— START Source text —

Thirtieth Sunday in Ordinary Time – Oct. 26, 2014

Pastors Desk

There is a wonderful fable about an orphan girl who had no family and no one to love her. One day, feeling exceptionally sad and lonely, she was walking through a meadow when she noticed a small butterfly caught unmercifully in a thorn bush. The more the butterfly struggled to free itself, the deeper the thorns cut into its fragile body. The young orphan girl carefully released the butterfly from its captivity. Instead of flying away, the little butterfly changed into a beautiful “Good Fairy.” The young girl rubbed her eyes in disbelief. “For your wonderful kindness,” the Good Fairy said to the girl, “I will grant you any wish you would like.” The little girl thought for a moment, then replied, “I want to be happy!” The fairy said, “Very well,” and leaned toward her and whispered in her ear. Then the good fairy vanished.
As the little girl grew up, there was no one in the land as happy as she. Everyone asked her the secret of her happiness, but she would only smile and answer, “The secret of my happiness is that I listened to a Good Fairy when I was a little girl.”
When she was very old, and on her deathbed, the neighbors all gathered around her, afraid that her fabulous secret of happiness would die with her. “Tell us, please,” they begged. “Tell us what the Good Fairy said.” The lovely old woman smiled, and then replied sweetly, “She told me that everyone, no matter how secure they seemed, no matter how old or young, how rich or poor, HAD NEED OF ME.” [Van Ekeren, “The Secret of Happinnes,”]
We show the depth of our love for God in the depth of our love for one another — all those that have need of us. If our concern for those who need us is shallow, so too is our love for God. And it matters not how often we withdraw to Church and offer words of praise and thanks and love to God. Those words won’t mean a thing unless they are indicative of a change of heart toward our neighbor. I wonder do we really believe that?
All through the Gospels, Jesus is trying to help us understand that although there is pleasure in material things — many of the things that satisfy human appetites, nevertheless there is only one way in which we can be in touch with the ultimate Source of genuine joy, genuine happiness — and that is to open ourselves up to God’s Presence in our lives. “You must love the Lord your God!” Let’s stop right here and drink it in.
What are the implications of this commandment? How do we manifest our love for God? We communicate this to Him in the experience of prayer, of course. We position ourselves in God’s Presence and we give thanks that He is a loving God. We thank Him for the gift of life, for the things of life He has given us to possess and enjoy. We thank Him for telling us, through Jesus, that we are not abandoned on planet earth. That even now, He is Gracing the world and its people, moving us toward the blessed state of fulfillment we need and want. But we can say “Thank you Lord, thank you Lord” a thousand times. And we can say “I love you, Lord, I love you Lord” ten-thousand times and still not have understood the implications of the command to “Love the Lord your God.” The command to love God cannot be understood as long as we make the mistake of regarding the one that follows — “Love your neighbor as yourself” — as a separate command.

— END Source text —
— START Information supplied —

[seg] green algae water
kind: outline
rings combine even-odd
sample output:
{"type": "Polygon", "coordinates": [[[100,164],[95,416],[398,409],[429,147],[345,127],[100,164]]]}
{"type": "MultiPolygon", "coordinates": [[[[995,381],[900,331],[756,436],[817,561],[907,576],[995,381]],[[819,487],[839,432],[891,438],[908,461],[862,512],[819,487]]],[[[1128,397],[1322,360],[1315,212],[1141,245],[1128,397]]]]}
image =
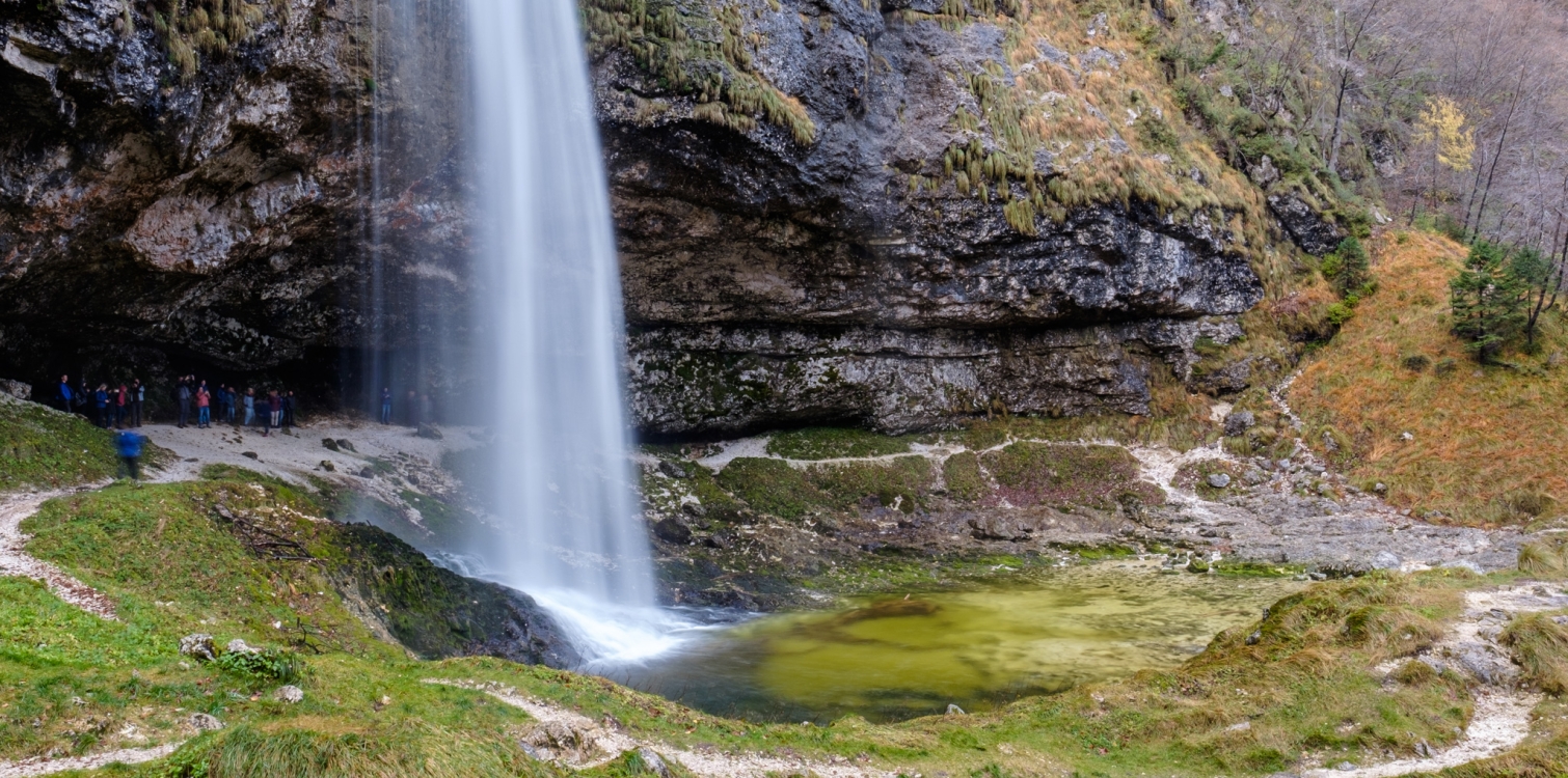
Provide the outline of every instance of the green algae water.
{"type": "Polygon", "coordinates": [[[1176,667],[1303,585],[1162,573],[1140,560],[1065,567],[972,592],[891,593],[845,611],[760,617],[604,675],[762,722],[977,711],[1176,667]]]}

— END Information supplied —

What you should do: Reproduce the Sunday reflection starting at "Pastors Desk" and ending at "good fairy vanished.", changing every "butterfly" to "moth".

Worked solution:
Pastors Desk

There is a wonderful fable about an orphan girl who had no family and no one to love her. One day, feeling exceptionally sad and lonely, she was walking through a meadow when she noticed a small moth caught unmercifully in a thorn bush. The more the moth struggled to free itself, the deeper the thorns cut into its fragile body. The young orphan girl carefully released the moth from its captivity. Instead of flying away, the little moth changed into a beautiful “Good Fairy.” The young girl rubbed her eyes in disbelief. “For your wonderful kindness,” the Good Fairy said to the girl, “I will grant you any wish you would like.” The little girl thought for a moment, then replied, “I want to be happy!” The fairy said, “Very well,” and leaned toward her and whispered in her ear. Then the good fairy vanished.